— begin Page text —

There was a 3 for 1 offer on seafood at the local supermarket a while ago. The baby Squid were part of my haul. So a very ‘Made Up’ stuffed Squid gig was created!

Ingredients:-

Stuffed Squid

Rice
Capers
The juice of a Lemon
1 Onion, finely chopped
Chorizo, finely chopped
Garlic Salt
Oil to fry
Turmeric
Olive Oil


Method:-

(1) Boil a small amount of Rice sufficient to make the major part of your stuffing. Drain and set aside to cool.
(2) Gently fry the Onion and Chorizo and add the Garlic Salt.
(3) Add mix all the ingredients except the Turmeric and Olive Oil in a bowl to create your stuffing.
(4) Stuff the Squid Bodies and use a Cocktail stick the close the open end.
(5) Mix the Turmeric and Olive Oil and brush over the outsides.
(6) Place under the grill and grill on both sides until the Squid is just cooked.

— end Page text —
— begin Supplied material —

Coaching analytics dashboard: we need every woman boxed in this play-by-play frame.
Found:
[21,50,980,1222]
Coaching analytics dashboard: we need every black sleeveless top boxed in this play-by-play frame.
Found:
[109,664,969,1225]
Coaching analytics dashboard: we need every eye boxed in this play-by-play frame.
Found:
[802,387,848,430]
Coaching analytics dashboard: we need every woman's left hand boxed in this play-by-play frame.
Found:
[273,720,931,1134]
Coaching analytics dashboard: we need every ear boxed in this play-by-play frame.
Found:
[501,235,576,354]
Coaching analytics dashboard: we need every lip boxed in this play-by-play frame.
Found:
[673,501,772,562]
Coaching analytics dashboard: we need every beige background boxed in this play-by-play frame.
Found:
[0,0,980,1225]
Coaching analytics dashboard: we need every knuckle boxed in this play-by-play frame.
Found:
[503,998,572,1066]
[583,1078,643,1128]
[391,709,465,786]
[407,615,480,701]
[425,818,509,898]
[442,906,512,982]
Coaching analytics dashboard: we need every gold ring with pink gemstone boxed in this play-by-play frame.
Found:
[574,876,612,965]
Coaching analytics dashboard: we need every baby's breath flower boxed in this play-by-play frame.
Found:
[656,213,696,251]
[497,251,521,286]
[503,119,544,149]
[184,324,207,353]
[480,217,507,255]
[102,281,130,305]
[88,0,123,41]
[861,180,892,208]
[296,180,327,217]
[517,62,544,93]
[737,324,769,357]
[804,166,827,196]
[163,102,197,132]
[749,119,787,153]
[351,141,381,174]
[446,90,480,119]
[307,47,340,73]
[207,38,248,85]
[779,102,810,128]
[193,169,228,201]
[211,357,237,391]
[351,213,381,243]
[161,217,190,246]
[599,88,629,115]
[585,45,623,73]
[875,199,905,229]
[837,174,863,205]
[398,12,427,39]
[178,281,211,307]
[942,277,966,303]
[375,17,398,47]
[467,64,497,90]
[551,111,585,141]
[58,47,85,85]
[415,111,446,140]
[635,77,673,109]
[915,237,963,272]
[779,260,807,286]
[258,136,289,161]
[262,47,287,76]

— end Supplied material —

Task A:
Answer these questions from the stuffed squid recipe:
(i) What offer was available at the local supermarket?
(ii) What is used to close the open end of the stuffed squid?
(iii) Which two ingredients are mixed together and brushed over the outsides?
Task B:
In the stuffed squid recipe, list every ingredient named in method steps (2) and (5).
Task C:
Return the portion of the stuffed squid recipe between "(1) Boil a small" and "the open end.", inclusive.
The listing is separate material and is not part of the stuffed squid recipe.

Finished answer A:
(i) A 3 for 1 offer on seafood.
(ii) A cocktail stick.
(iii) Turmeric and olive oil.

Finished answer B:
Onion, Chorizo, Garlic Salt, Turmeric, Olive Oil

Finished answer C:
(1) Boil a small amount of Rice sufficient to make the major part of your stuffing. Drain and set aside to cool.
(2) Gently fry the Onion and Chorizo and add the Garlic Salt.
(3) Add mix all the ingredients except the Turmeric and Olive Oil in a bowl to create your stuffing.
(4) Stuff the Squid Bodies and use a Cocktail stick the close the open end.